__Tasks and exercises__.
**a.** List every tribe or nationality named in the travel text about Keren and western Eritrea.
**b.** Reproduce the travel text about Keren and western Eritrea word for word, from "When driving to" to "on a Tuesday.".

__Selected text__.
#####

Keren and the Western part of Eritrea is home to the traditional and tribal part of Eritrea and home to the Bilen and Tigre tribes.
Most parts of western Eritrea are completely off-limits to tourists. But there’s no limitation to Chinese mining companies, the only other non-locals you will see in this part of the country are Chinese people driving their big pickup trucks to and from the mines as you see in most other African countries these days.
When driving to this part of the country, you will see old beaten-up military remains from the civil war (like all over the country) and that locals still live in the traditional style of houses.
But what you can visit is Keren is the famous Monday camel market that I didn’t manage to visit since I arrived in Keren on a Tuesday.
The most famous site around Keren except for the camel market that I missed is the Holy Tree. Yes, A holy tree or better called “The Shrine of our lady of Dearit”. A small chapel that´s been built inside a huge hollow Baobab tree. The same kind of trees as the famous Avenue of Baobab trees in Madagascar.
So what I did get to see and experience in this part of Eritrea, was the traditional way of living and the great hospitality.
While the local´s in other parts of Eritrea were not to keen on getting their picture taken, the locals in this part of the country were more open-minded and always responded with a big smile when I asked to take their picture.

#####

__Record excerpts__.
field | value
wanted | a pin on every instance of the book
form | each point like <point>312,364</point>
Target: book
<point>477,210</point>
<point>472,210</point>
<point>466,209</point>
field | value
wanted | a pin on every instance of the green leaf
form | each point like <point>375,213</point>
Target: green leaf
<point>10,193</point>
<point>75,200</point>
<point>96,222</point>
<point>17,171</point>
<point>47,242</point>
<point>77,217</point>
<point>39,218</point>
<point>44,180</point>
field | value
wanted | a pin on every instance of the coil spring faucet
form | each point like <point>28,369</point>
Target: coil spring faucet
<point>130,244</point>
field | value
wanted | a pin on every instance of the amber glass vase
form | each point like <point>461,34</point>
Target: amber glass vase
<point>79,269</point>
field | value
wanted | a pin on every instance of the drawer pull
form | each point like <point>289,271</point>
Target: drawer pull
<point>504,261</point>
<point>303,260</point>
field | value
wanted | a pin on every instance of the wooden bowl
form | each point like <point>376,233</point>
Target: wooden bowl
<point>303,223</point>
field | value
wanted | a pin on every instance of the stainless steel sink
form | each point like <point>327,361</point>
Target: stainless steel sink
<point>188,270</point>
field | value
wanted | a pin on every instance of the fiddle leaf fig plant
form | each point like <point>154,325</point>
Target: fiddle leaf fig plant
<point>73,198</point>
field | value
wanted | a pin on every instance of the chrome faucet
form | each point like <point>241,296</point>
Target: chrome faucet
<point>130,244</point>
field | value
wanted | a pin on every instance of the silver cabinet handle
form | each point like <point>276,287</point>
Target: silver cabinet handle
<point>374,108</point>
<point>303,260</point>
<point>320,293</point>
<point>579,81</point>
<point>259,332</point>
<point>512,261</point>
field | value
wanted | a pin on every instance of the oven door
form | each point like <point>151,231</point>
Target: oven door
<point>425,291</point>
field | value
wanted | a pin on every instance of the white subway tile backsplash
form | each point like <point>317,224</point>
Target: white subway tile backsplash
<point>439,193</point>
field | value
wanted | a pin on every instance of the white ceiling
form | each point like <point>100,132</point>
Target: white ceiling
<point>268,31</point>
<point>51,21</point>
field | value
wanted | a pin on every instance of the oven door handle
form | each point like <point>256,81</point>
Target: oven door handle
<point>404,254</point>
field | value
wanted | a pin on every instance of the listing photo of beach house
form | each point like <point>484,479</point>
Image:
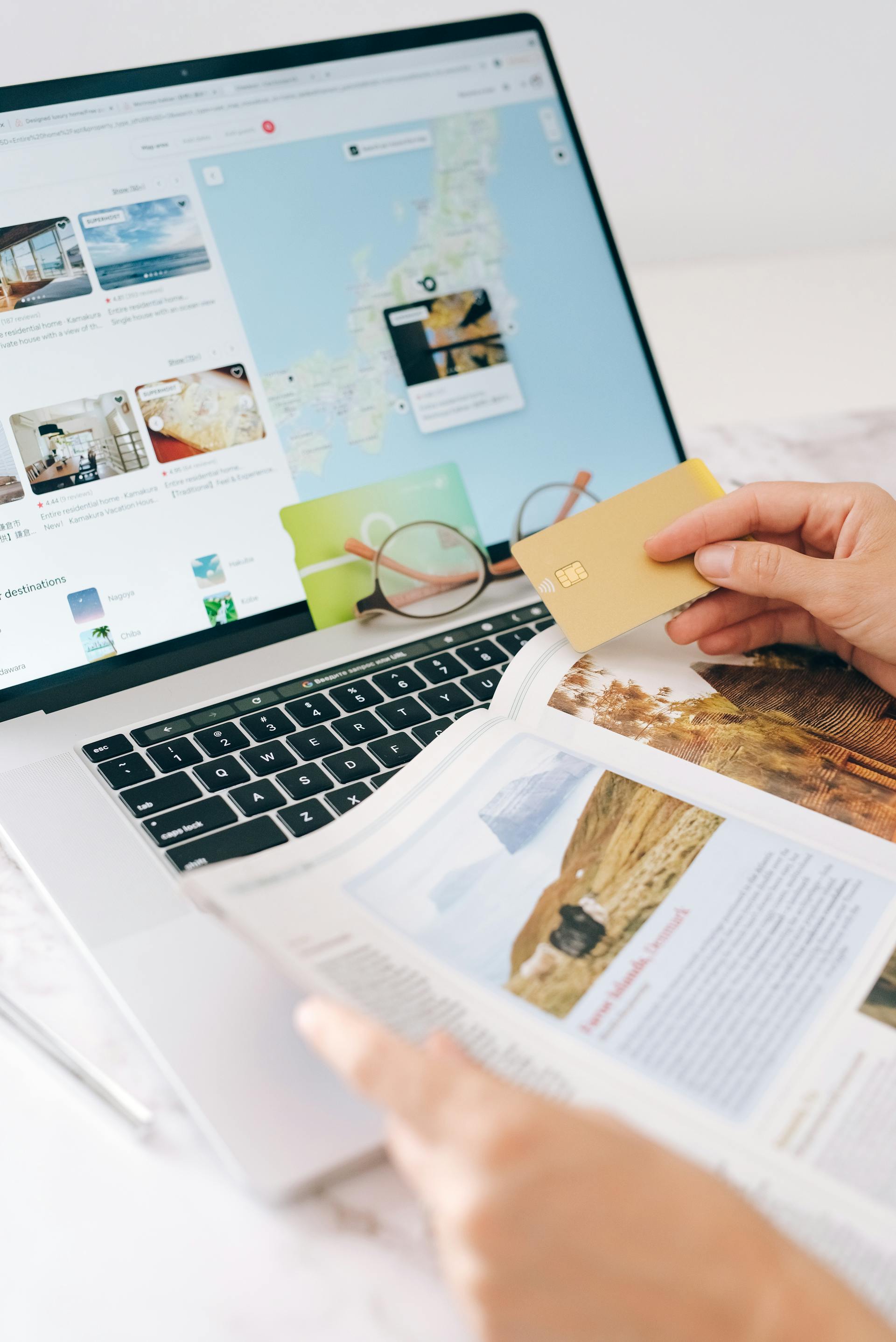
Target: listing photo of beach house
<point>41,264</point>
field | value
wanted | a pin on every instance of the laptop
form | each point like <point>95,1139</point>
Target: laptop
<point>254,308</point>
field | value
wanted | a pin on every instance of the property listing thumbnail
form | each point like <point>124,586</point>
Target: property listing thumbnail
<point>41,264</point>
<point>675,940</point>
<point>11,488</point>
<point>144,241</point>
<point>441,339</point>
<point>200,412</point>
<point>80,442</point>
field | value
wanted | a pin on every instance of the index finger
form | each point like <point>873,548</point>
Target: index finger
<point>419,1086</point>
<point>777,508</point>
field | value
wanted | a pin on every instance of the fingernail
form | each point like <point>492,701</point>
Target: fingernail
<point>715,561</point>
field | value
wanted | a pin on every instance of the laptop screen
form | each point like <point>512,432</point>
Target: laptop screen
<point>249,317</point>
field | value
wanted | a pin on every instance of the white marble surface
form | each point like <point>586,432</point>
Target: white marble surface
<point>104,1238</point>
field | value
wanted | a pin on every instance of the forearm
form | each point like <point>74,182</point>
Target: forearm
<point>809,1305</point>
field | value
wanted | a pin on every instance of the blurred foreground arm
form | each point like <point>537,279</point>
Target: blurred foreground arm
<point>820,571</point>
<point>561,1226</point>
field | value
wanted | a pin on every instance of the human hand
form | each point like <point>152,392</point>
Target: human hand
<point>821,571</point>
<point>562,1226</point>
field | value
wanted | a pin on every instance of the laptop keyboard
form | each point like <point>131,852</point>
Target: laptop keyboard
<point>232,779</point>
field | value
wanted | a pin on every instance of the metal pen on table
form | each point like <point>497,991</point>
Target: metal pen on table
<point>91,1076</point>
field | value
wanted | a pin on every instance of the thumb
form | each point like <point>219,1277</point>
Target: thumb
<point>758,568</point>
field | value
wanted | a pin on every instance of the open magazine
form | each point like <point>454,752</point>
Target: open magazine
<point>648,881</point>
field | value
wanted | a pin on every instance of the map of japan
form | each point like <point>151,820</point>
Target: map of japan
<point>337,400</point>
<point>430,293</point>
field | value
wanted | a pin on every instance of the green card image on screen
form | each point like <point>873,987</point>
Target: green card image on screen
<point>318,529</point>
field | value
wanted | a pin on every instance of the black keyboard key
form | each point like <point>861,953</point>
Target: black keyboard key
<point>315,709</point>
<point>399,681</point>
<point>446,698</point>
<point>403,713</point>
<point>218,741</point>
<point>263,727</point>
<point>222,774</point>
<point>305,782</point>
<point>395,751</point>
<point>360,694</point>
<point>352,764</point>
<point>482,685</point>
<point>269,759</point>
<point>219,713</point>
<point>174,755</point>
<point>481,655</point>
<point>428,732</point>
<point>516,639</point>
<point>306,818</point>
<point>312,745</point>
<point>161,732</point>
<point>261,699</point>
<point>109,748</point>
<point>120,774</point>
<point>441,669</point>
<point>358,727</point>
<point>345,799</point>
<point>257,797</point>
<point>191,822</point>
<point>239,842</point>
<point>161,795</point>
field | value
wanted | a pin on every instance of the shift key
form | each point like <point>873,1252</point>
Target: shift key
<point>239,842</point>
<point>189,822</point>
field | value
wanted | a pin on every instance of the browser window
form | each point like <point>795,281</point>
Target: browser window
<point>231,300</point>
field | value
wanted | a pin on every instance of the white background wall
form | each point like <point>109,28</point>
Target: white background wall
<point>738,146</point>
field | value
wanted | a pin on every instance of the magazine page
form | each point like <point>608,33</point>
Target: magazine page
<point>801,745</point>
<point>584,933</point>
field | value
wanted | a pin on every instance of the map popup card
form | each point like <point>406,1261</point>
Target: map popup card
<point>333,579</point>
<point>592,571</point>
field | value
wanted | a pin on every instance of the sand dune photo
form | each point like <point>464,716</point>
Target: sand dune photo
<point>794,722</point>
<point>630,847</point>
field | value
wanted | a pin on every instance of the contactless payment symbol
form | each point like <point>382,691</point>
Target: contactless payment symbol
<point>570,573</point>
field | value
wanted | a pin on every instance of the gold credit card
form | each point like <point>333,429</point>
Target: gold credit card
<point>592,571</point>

#####

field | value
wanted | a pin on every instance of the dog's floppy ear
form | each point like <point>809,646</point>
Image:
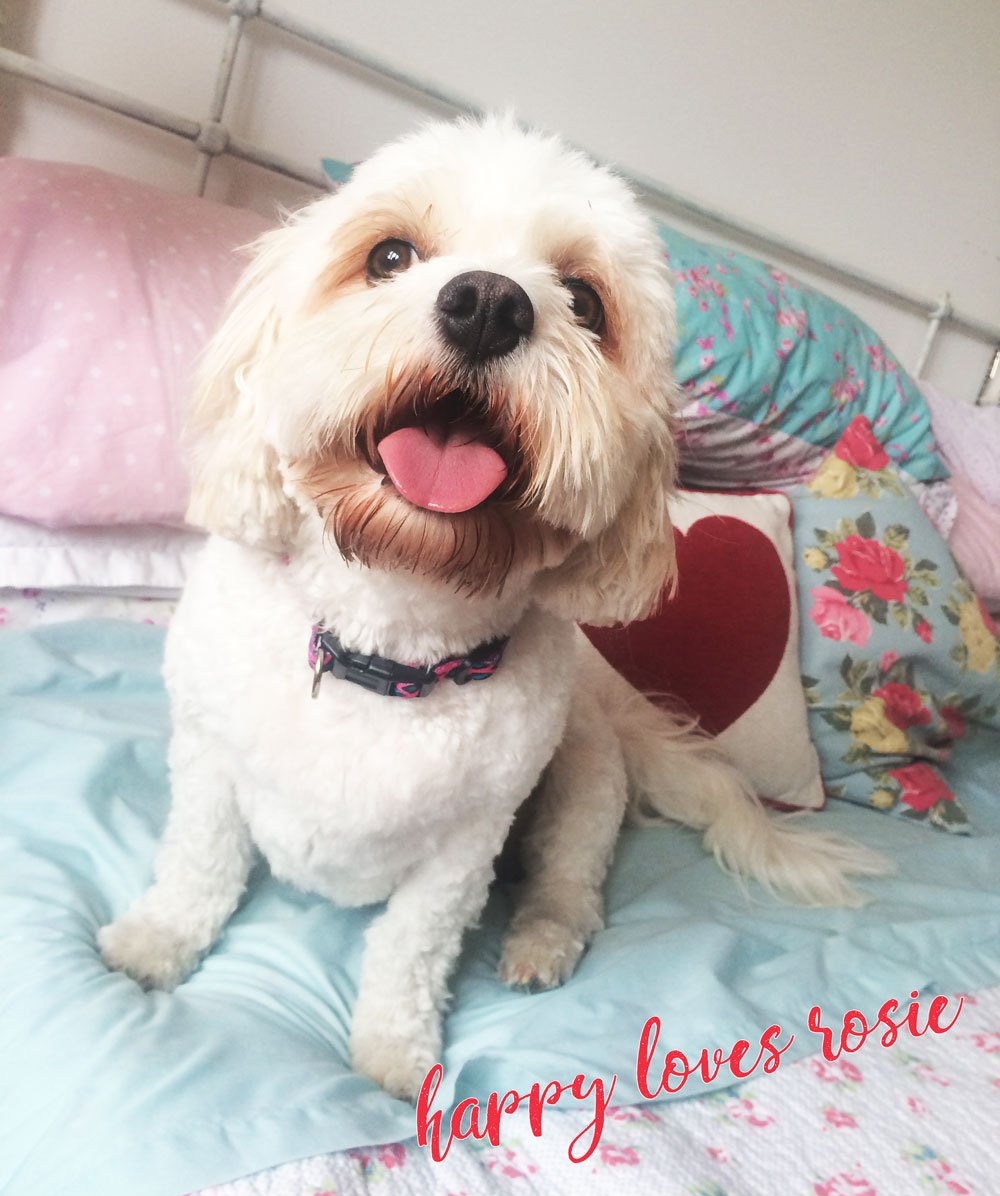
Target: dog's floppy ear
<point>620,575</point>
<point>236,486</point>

#####

__Task-by-task solutions__.
**a.** Bilen, Tigre, Chinese

**b.**
When driving to this part of the country, you will see old beaten-up military remains from the civil war (like all over the country) and that locals still live in the traditional style of houses.
But what you can visit is Keren is the famous Monday camel market that I didn’t manage to visit since I arrived in Keren on a Tuesday.